### What you need to do
a - For the forum thread on built-in obsolescence, state whether each statement agrees with the text, answering yes or no and quoting the deciding words exactly: (i) SINC's parents' fridge, bought in the 1950s, still cools beer in a neighbor's garage; (ii) the phrase "built-in obsolescence" was first used by SINC's neighbor; (iii) Macfury says the Apple computer items last a long time.
b - Reproduce the forum thread on built-in obsolescence word for word, from "Sometimes I would" down to "for ... shouldn't I?".

### Excerpted text
***

Sometimes I would rather pay more knowing I am getting a better more reliable product, (one of the reasons I originally switched to a Mac) but sometimes I'm finding that even though I am paying more I am not always getting what I think I paid for (and yes, Apple has dropped the ball on me a few times too). When I go to the dollar store, I expect the item I bought to exactly last the 5 - 10 minutes I need it for ... but why am I getting not much more value for the item I pay 10 times as much for ... shouldn't I?


----------



## SINC (Feb 16, 2001)

It's a new manufacturing process called "built-in obsolescence".

My parents fridge, bought in the 1950s is still happily cooling beer in my neighbours garage. Has been since I gave it to him in 1988.

We, on the other hand, are on our third fridge since the day we gave it away. When I asked the clerk where we bought our last new fridge a few short months ago about longevity, it was she who used the phrase "built-in obsolescence" and I now believe she was right.


----------



## chasMac (Jul 29, 2008)

SINC said:


> It's a new manufacturing process called "built-in obsolescence".


Perhaps relatively speaking it's new, but it's well-known that Detroit has been engineering obsolescence since at least the '60's.


----------



## screature (May 14, 2007)

chasMac said:


> Perhaps relatively speaking it's new, but it's well-known that Detroit has been engineering obsolescence since at least the '60's.


'Tis true. Today's economy is practically built on built in obsolescence.


----------



## Macfury (Feb 3, 2006)

IKEA sells a line composed almsot exclusively of junk. My office consists almost entirely of vintage items that continue to perfrom for me year after year. There's a passing parade of touch-tone phones and ink jet printers, but everything else remains the same. At least my Apple computer items hang in for a long time and look good among the vintage items.


----------



## KC4 (Feb 2, 2009)

I sadly think in some cases, it's an intentionally built in obsolescence. Product manufacturers want consumers to buy a new product every few years, or less. 

No wonder our landfills are exploding and recycling has come to the forefront. So many things are made to be disposable/recyclable.


----------



## SINC (Feb 16, 2001)

chasMac said:


> Perhaps relatively speaking it's new, but it's well-known that Detroit has been engineering obsolescence since at least the '60's.


Uh, maybe not so much:

Romancing the Road


----------



## chasMac (Jul 29, 2008)

***

### Supplied records
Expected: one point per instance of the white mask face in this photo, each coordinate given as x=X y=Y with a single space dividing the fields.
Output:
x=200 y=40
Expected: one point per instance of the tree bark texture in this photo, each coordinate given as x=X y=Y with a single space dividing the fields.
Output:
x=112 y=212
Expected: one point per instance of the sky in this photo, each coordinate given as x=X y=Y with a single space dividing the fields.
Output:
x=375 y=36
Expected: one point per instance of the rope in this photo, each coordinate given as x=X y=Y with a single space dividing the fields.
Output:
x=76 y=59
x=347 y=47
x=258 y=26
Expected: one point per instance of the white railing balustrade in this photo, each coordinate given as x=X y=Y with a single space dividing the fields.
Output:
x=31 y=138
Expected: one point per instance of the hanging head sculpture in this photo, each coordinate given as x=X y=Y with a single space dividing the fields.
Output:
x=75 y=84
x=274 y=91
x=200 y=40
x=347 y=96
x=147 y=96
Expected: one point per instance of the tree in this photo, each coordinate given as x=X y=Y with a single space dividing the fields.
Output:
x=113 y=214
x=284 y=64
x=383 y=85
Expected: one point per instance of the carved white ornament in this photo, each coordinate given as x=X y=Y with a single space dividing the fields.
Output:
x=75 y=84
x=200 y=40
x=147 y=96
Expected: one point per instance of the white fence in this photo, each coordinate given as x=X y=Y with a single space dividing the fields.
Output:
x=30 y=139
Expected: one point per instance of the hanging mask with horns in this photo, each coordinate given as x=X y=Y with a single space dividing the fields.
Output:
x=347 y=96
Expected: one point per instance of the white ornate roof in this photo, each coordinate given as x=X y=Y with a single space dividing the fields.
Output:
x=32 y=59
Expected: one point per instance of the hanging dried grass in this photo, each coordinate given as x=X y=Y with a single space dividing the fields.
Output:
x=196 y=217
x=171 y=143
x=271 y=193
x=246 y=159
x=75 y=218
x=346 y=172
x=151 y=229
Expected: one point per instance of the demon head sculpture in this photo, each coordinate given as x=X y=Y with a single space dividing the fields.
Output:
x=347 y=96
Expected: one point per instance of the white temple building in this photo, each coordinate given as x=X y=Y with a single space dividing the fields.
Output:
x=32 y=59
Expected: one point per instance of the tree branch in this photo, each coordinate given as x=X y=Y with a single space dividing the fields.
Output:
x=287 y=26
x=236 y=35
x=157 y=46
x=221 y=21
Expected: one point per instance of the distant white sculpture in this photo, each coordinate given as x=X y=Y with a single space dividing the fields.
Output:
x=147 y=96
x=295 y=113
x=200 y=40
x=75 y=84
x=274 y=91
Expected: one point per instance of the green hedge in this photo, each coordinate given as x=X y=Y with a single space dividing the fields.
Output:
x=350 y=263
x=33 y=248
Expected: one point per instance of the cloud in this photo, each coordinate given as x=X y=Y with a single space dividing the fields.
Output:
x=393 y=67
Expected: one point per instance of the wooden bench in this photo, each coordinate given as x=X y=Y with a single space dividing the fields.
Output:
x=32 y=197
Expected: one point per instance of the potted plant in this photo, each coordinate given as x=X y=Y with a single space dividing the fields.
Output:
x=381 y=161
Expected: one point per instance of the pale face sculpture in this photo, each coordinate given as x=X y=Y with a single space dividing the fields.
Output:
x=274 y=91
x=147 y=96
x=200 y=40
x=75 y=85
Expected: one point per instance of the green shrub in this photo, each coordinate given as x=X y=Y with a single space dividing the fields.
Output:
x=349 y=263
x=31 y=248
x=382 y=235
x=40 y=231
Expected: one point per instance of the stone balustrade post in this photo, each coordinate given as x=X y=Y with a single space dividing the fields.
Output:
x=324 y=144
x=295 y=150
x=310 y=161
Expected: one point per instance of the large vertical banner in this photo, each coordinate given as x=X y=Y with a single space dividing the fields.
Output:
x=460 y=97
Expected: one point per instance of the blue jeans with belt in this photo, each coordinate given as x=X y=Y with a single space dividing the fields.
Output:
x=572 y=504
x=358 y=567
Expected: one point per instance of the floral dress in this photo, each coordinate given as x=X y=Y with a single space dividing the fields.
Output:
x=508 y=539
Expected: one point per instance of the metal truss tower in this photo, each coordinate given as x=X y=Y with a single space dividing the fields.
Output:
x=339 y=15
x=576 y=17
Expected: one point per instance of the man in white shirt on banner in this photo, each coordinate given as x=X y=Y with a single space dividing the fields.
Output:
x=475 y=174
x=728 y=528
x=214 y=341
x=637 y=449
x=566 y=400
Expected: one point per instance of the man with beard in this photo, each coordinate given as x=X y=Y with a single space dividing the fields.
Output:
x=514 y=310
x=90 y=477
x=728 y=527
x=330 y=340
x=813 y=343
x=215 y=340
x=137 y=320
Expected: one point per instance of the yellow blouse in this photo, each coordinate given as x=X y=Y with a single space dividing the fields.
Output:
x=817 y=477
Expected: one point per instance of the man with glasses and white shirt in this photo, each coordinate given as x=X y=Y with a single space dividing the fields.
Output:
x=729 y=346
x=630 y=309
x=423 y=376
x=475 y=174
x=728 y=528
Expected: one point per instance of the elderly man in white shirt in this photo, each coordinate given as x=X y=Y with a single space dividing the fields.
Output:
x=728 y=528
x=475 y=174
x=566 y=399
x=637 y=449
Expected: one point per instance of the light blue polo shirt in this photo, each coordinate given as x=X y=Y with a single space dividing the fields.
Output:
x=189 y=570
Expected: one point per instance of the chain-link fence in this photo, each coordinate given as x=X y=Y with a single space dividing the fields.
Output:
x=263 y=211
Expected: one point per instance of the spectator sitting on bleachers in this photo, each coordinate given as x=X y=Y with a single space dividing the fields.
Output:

***

### Task results
a -
(i) Yes: "My parents fridge, bought in the 1950s is still happily cooling beer in my neighbours garage."
(ii) No: "When I asked the clerk" and "it was she who used the phrase"
(iii) Yes: "At least my Apple computer items hang in for a long time and look good among the vintage items."

b -
Sometimes I would rather pay more knowing I am getting a better more reliable product, (one of the reasons I originally switched to a Mac) but sometimes I'm finding that even though I am paying more I am not always getting what I think I paid for (and yes, Apple has dropped the ball on me a few times too). When I go to the dollar store, I expect the item I bought to exactly last the 5 - 10 minutes I need it for ... but why am I getting not much more value for the item I pay 10 times as much for ... shouldn't I?